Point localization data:
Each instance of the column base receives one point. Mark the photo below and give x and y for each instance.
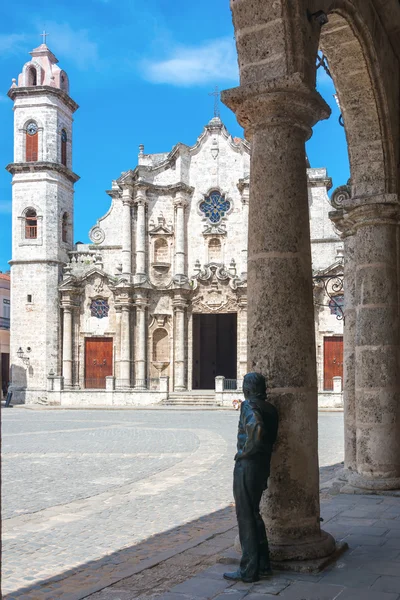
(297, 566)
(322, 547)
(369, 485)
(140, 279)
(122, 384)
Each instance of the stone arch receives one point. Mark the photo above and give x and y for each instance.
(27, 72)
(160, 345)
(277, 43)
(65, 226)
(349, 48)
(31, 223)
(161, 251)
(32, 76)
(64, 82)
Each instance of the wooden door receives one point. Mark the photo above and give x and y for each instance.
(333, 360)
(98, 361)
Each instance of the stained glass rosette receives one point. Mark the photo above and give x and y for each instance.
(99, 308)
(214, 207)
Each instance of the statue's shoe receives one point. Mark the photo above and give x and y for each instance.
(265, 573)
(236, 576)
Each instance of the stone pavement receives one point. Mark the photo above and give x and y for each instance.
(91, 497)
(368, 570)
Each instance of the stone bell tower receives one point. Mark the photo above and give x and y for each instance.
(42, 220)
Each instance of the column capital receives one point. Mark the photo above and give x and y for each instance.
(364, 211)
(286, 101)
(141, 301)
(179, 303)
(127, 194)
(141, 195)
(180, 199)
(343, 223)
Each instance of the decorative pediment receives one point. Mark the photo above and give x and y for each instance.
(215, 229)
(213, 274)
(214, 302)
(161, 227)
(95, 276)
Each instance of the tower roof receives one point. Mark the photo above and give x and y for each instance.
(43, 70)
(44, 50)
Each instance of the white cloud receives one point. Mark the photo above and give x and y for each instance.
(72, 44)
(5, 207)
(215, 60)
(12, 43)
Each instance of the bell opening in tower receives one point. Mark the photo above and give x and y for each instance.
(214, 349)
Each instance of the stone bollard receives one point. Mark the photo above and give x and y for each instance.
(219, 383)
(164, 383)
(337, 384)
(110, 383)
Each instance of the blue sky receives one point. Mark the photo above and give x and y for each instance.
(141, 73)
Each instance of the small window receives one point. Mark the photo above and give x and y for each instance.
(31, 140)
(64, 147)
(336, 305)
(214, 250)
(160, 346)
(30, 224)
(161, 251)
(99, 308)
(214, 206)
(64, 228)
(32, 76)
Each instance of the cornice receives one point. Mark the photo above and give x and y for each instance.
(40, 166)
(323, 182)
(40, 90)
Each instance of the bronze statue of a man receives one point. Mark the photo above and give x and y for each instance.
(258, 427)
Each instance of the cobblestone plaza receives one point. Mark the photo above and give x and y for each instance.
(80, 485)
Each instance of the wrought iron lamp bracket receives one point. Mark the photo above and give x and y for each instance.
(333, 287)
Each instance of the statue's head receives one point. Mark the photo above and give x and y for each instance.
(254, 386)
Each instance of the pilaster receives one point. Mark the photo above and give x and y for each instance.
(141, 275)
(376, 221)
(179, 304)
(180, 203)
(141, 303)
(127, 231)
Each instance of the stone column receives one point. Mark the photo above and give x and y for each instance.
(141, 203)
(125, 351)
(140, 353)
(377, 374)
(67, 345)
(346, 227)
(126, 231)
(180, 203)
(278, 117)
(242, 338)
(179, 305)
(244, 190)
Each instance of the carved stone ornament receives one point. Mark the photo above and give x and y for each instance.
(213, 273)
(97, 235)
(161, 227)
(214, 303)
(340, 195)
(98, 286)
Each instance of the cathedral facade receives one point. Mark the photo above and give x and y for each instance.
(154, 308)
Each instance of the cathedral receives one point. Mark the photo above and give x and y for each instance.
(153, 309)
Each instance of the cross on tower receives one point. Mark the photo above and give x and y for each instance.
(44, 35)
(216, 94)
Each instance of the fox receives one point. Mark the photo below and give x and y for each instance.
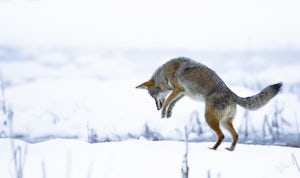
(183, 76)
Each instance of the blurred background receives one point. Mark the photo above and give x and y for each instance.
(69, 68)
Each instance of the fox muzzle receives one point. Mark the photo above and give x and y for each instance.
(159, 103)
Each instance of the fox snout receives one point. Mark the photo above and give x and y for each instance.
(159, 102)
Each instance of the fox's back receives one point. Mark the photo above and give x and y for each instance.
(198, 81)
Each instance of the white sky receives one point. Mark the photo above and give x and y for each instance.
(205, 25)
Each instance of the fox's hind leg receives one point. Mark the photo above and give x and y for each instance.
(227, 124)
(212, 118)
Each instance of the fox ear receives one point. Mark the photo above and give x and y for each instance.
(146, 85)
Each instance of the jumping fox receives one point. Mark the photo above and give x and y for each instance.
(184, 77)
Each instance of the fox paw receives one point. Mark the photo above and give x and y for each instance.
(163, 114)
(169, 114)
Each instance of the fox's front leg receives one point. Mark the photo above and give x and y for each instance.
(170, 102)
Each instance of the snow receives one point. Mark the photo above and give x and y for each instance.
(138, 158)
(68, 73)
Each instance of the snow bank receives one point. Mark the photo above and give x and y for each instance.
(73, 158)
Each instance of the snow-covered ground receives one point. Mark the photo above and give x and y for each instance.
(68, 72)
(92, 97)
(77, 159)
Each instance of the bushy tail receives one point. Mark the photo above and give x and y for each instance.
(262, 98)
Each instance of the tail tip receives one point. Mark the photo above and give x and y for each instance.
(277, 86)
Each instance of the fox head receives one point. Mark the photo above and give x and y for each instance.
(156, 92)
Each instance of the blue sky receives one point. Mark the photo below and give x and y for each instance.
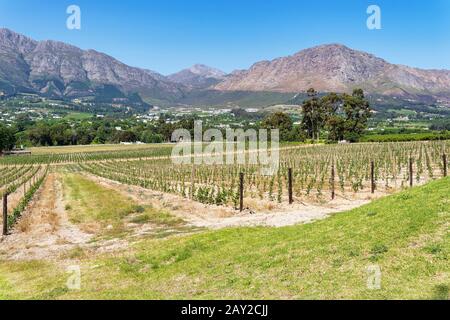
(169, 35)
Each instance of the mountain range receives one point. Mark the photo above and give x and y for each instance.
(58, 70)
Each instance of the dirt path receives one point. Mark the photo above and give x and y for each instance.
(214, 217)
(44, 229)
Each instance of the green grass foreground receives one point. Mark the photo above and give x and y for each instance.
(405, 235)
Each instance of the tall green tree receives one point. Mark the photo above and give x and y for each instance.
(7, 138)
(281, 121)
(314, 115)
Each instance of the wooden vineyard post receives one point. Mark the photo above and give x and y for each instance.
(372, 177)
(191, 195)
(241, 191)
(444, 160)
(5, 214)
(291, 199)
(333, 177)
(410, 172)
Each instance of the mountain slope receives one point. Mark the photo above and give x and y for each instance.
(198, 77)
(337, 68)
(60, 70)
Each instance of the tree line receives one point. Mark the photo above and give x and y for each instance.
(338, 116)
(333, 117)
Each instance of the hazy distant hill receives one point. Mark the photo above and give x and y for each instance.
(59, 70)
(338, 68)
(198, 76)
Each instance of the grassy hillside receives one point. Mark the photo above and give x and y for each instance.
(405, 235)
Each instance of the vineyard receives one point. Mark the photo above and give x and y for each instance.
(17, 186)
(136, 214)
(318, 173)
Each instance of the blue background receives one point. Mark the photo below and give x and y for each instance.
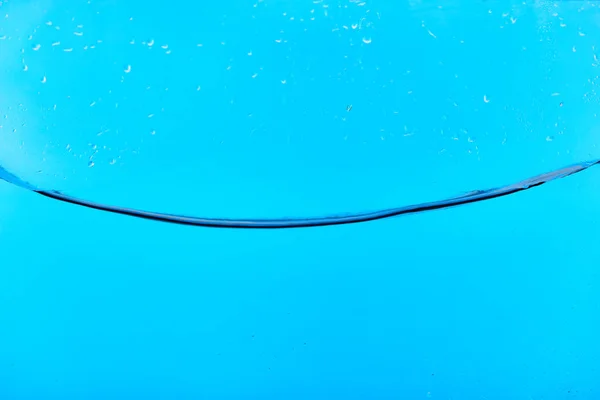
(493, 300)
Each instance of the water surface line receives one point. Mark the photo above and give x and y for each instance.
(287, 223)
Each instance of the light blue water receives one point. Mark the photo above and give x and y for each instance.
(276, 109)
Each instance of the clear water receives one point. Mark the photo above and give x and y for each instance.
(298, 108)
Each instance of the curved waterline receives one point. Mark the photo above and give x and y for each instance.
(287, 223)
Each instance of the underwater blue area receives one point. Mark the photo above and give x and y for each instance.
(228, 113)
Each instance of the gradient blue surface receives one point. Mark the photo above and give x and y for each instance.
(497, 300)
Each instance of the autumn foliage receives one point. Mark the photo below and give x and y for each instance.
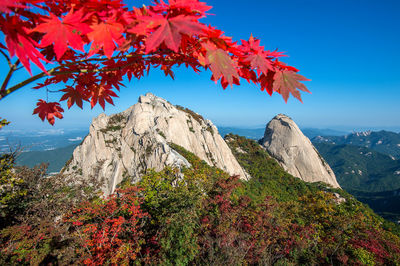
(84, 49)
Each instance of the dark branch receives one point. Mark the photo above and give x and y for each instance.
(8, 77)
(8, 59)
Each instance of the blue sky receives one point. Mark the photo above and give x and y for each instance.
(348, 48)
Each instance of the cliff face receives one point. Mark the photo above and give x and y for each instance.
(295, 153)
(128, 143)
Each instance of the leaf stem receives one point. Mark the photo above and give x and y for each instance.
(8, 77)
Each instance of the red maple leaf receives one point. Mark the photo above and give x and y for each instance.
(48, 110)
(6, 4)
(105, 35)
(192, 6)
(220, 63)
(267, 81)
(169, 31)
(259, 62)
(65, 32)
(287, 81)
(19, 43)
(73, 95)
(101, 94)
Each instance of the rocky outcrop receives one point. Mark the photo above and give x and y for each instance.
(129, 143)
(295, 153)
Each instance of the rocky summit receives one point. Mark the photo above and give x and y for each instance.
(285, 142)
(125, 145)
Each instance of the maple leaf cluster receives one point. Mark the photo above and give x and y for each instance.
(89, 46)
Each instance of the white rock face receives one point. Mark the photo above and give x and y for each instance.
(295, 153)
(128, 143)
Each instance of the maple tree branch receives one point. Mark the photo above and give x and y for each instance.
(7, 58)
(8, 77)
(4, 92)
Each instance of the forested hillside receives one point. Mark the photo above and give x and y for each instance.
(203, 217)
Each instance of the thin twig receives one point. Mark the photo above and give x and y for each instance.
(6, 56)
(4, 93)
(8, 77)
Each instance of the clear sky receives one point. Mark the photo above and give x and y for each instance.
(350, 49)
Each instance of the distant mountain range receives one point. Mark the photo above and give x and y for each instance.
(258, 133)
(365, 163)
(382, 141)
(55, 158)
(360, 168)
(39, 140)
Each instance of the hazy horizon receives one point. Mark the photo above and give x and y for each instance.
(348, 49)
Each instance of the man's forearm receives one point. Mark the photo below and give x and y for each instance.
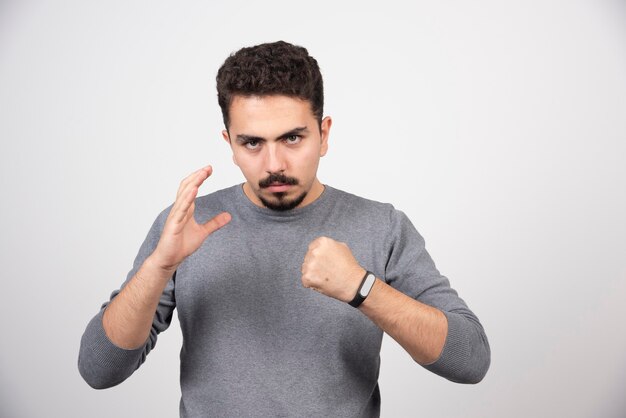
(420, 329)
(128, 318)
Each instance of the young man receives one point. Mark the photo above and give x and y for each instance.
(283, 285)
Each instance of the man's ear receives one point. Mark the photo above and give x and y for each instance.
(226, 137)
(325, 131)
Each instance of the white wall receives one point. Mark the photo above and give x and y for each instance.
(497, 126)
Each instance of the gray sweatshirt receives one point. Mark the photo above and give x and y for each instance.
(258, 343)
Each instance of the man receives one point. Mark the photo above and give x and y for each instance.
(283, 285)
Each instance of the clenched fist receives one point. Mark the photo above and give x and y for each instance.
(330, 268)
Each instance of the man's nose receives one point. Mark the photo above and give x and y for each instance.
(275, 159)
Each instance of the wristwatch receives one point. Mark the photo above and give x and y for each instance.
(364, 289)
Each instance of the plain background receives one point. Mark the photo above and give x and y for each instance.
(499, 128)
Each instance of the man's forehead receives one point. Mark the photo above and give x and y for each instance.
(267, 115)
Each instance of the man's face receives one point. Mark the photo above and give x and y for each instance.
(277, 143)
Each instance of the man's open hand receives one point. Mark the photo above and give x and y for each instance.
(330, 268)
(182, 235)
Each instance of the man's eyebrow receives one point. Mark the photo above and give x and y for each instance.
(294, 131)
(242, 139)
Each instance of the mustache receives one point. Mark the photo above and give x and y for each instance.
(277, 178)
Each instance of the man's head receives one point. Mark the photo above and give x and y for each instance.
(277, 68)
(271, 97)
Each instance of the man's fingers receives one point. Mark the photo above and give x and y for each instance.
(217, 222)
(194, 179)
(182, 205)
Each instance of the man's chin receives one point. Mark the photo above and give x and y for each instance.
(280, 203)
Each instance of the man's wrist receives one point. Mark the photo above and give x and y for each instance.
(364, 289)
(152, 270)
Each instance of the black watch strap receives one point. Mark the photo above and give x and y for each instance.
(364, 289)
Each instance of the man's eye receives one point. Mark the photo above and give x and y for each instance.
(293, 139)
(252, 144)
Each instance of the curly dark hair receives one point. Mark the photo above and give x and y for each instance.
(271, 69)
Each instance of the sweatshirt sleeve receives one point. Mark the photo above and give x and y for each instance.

WHAT THE EXERCISE ASKS: Beginning with the line that contains "Each instance of the man's eyebrow" and ending with the last line of the data above, return those lines exactly and nothing else.

RESPONSE AREA:
Each instance of the man's eyebrow receives one point. Mark the photo above and give x and y for each instance.
(294, 131)
(242, 139)
Each instance of the mustache receives one point. Mark the photo above and give x and y for each instance.
(277, 178)
Each instance of the man's head receives one point. Mark the photo above and give x and y for each instance.
(277, 68)
(271, 97)
Each instance of the man's fingers receives one point. Mark the photo above and give x and y for each instance.
(217, 222)
(194, 179)
(182, 205)
Each instance of the man's chin receives one point. Mark the photo above and give x and y for each instance.
(280, 203)
Each instance of the man's wrist receives one point. Mark the photo above and give x and y for each instance.
(364, 289)
(152, 270)
Each instance of the black watch strap receives one point. Mark the photo above and give x and y for each instance.
(364, 289)
Each instance of the man's eye receives one point. Mark the photo above and give x and y for each instance.
(293, 139)
(252, 144)
Each instance of the curly dark hair receives one point. Mark the photo above and give x and y for each instance.
(271, 69)
Each instance of the sweatshirt sleeve receives one point. Mark the photo above and give x and y for each instance.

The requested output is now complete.